Excerpt to read

__________________________________________________

Olivia Goldsmith (1949-2004) – Switcheroo (1998)
If you’ve read The First Wives Club, you’d probably want to skip this wacky little comedy, in which women try to teach their straying men some lessons in love; unlike TFWC, none of the solutions here are satisfying. The notion that a forty-year-old wife and a twentysomething mistress could switch places and no one would notice is a little too extreme, even with the wife getting plastic surgery and all the other silly things which keep the book bouncing along. A couple of parts are truly hilarious, like an absurdly tender moment when the ditzy mistress, trying her best to bring a turkey home to her married boyfriend for Thanksgiving dinner, coos lovingly as she tucks the bird into a seat belt in her car (in order to make sure the meal doesn’t get tossed out the window while she drives, of course).
The book forms a sad parallel with the author’s life. Goldsmith died during one of her routine excursions into cosmetic surgery (here’s a fascinating article about that), an occurrence eerily presaged by Switcheroo’s protagonist, the wife who voices relief that she survived her facelift: “Sylvie woke up choking and realized two things: she hadn’t died under the knife and she was in a stark white recovery room” (p. 106). That’s pretty bleak when you consider Goldsmith’s demise.
I wasn’t too pleased by the book’s ending, in which none of the male characters are held accountable for their scoundrel-ish tendencies, nor did I enjoy the shameless namedropping done by Goldsmith in reference to her own characters, Brenda and Elise, from The First Wives Club, which is weird and unnecessary to the narrative except as in-jokes that don’t really go anywhere. I was also disappointed by the number of spelling and punctuation errors, including sentences left hanging with forgotten periods and misspelling “that” as “taht” on the last page. (Perhaps this poor editing is only visible in the hardcover edition that I read.) Still, Switcheroo is a fun, fleeting, diversion. It’s good for a few hours when you have nothing else to do.

__________________________________________________

[Saved entries]
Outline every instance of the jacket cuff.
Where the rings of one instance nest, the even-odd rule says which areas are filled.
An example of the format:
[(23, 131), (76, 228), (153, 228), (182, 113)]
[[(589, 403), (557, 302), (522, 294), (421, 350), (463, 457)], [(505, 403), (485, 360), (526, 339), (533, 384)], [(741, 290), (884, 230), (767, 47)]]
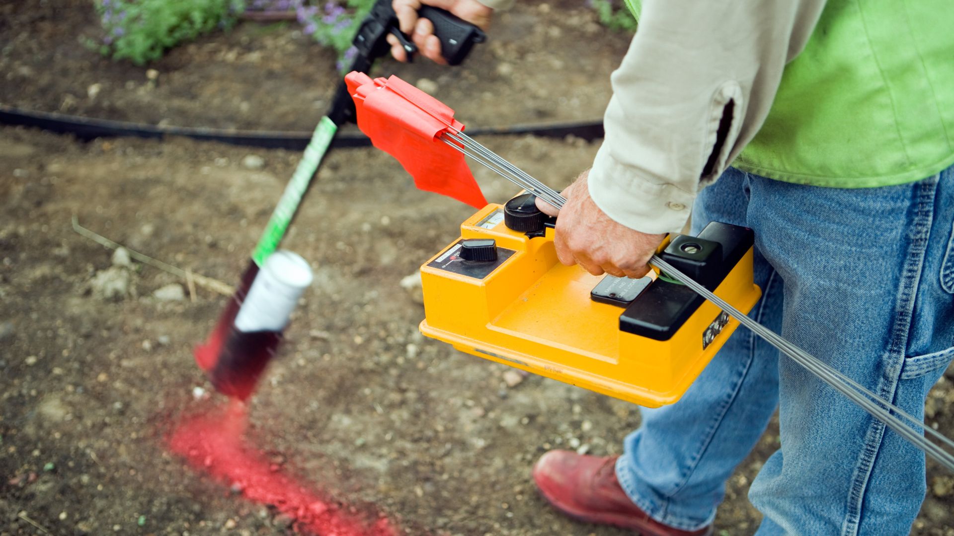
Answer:
[(590, 197), (613, 221), (640, 233), (679, 233), (692, 214), (695, 193), (655, 183), (619, 163), (604, 143), (587, 178)]
[(515, 0), (477, 0), (487, 8), (494, 10), (509, 10), (513, 7)]

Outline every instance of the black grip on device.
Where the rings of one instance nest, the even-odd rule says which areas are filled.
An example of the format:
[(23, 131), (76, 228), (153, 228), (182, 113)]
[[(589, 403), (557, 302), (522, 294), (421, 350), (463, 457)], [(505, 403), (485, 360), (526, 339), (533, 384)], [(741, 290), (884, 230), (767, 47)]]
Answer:
[(434, 24), (434, 35), (441, 40), (441, 55), (449, 65), (460, 65), (475, 43), (487, 40), (483, 30), (440, 8), (422, 6), (418, 16)]
[[(713, 221), (698, 237), (674, 238), (662, 258), (715, 292), (754, 243), (752, 229)], [(669, 340), (704, 301), (683, 284), (657, 278), (619, 317), (619, 329)]]

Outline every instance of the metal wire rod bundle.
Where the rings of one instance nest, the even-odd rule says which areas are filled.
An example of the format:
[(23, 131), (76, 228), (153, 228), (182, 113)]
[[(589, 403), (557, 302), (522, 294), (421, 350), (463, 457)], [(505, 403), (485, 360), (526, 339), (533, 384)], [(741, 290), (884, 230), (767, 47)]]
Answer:
[[(441, 136), (442, 141), (460, 151), (464, 155), (473, 158), (483, 166), (493, 171), (504, 178), (513, 182), (517, 186), (533, 194), (537, 197), (553, 205), (557, 209), (563, 208), (566, 198), (560, 196), (552, 188), (533, 178), (523, 170), (508, 162), (494, 152), (484, 147), (470, 136), (459, 131), (449, 131)], [(929, 435), (939, 441), (944, 445), (954, 449), (954, 441), (944, 437), (937, 430), (924, 423), (900, 407), (881, 399), (875, 393), (868, 390), (863, 385), (848, 378), (844, 374), (822, 362), (818, 358), (798, 348), (789, 340), (786, 340), (778, 334), (750, 319), (738, 309), (733, 307), (721, 298), (713, 294), (709, 289), (695, 282), (693, 278), (681, 273), (669, 262), (666, 262), (657, 255), (653, 255), (650, 259), (650, 264), (664, 272), (680, 283), (686, 285), (699, 296), (712, 301), (720, 309), (728, 313), (731, 317), (749, 328), (756, 335), (763, 339), (766, 342), (777, 348), (782, 354), (795, 360), (806, 370), (817, 376), (819, 379), (828, 383), (836, 390), (844, 395), (848, 400), (854, 402), (861, 409), (864, 409), (872, 417), (883, 423), (886, 426), (906, 439), (912, 444), (923, 450), (926, 455), (934, 458), (939, 464), (950, 471), (954, 471), (954, 455), (944, 450), (940, 444), (934, 443), (925, 437)]]

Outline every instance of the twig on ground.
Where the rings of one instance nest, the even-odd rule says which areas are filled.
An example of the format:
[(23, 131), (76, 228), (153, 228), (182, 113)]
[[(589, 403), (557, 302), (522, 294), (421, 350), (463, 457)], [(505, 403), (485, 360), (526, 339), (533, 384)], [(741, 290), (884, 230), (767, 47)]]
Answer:
[(196, 302), (196, 279), (192, 270), (185, 269), (185, 286), (189, 288), (189, 301)]
[(129, 256), (132, 257), (133, 258), (138, 260), (139, 262), (142, 262), (143, 264), (149, 264), (154, 268), (158, 268), (163, 272), (169, 272), (174, 276), (182, 278), (183, 279), (186, 280), (187, 284), (189, 284), (190, 280), (193, 281), (189, 289), (189, 293), (193, 295), (194, 301), (195, 301), (195, 285), (198, 285), (206, 290), (211, 290), (212, 292), (218, 292), (218, 294), (221, 294), (223, 296), (232, 296), (232, 294), (235, 292), (234, 288), (223, 283), (222, 281), (219, 281), (218, 279), (213, 279), (212, 278), (206, 278), (205, 276), (200, 276), (198, 274), (193, 274), (191, 272), (187, 272), (186, 270), (183, 270), (177, 266), (167, 264), (165, 262), (162, 262), (161, 260), (153, 258), (152, 257), (143, 255), (139, 252), (133, 251), (127, 248), (126, 246), (120, 244), (119, 242), (114, 242), (107, 238), (106, 237), (103, 237), (102, 235), (97, 235), (96, 233), (93, 233), (93, 231), (90, 231), (89, 229), (80, 225), (79, 219), (76, 217), (76, 215), (73, 216), (73, 230), (75, 231), (76, 234), (80, 235), (81, 237), (89, 238), (103, 247), (107, 247), (109, 249), (114, 249), (114, 250), (116, 248), (125, 248), (126, 251), (129, 252)]
[(30, 525), (32, 525), (40, 532), (42, 532), (44, 534), (50, 534), (50, 531), (47, 530), (42, 525), (40, 525), (40, 524), (36, 523), (35, 521), (33, 521), (33, 520), (30, 519), (29, 517), (27, 517), (27, 512), (19, 512), (19, 513), (16, 514), (16, 517), (18, 517), (18, 518), (22, 519), (23, 521), (29, 523)]

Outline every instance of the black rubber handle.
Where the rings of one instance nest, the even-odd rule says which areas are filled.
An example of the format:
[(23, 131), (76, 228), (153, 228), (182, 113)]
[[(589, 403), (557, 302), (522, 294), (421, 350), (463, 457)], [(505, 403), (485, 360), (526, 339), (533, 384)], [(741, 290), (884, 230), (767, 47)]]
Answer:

__________________________________________________

What you have to do
Duplicate the part of the Switcheroo review that begins at the words "Olivia Goldsmith (1949-2004)" and stops after the words "drives, of course).". Rely only on the review of Switcheroo when working through what comes next.

Result of the exercise
Olivia Goldsmith (1949-2004) – Switcheroo (1998)
If you’ve read The First Wives Club, you’d probably want to skip this wacky little comedy, in which women try to teach their straying men some lessons in love; unlike TFWC, none of the solutions here are satisfying. The notion that a forty-year-old wife and a twentysomething mistress could switch places and no one would notice is a little too extreme, even with the wife getting plastic surgery and all the other silly things which keep the book bouncing along. A couple of parts are truly hilarious, like an absurdly tender moment when the ditzy mistress, trying her best to bring a turkey home to her married boyfriend for Thanksgiving dinner, coos lovingly as she tucks the bird into a seat belt in her car (in order to make sure the meal doesn’t get tossed out the window while she drives, of course).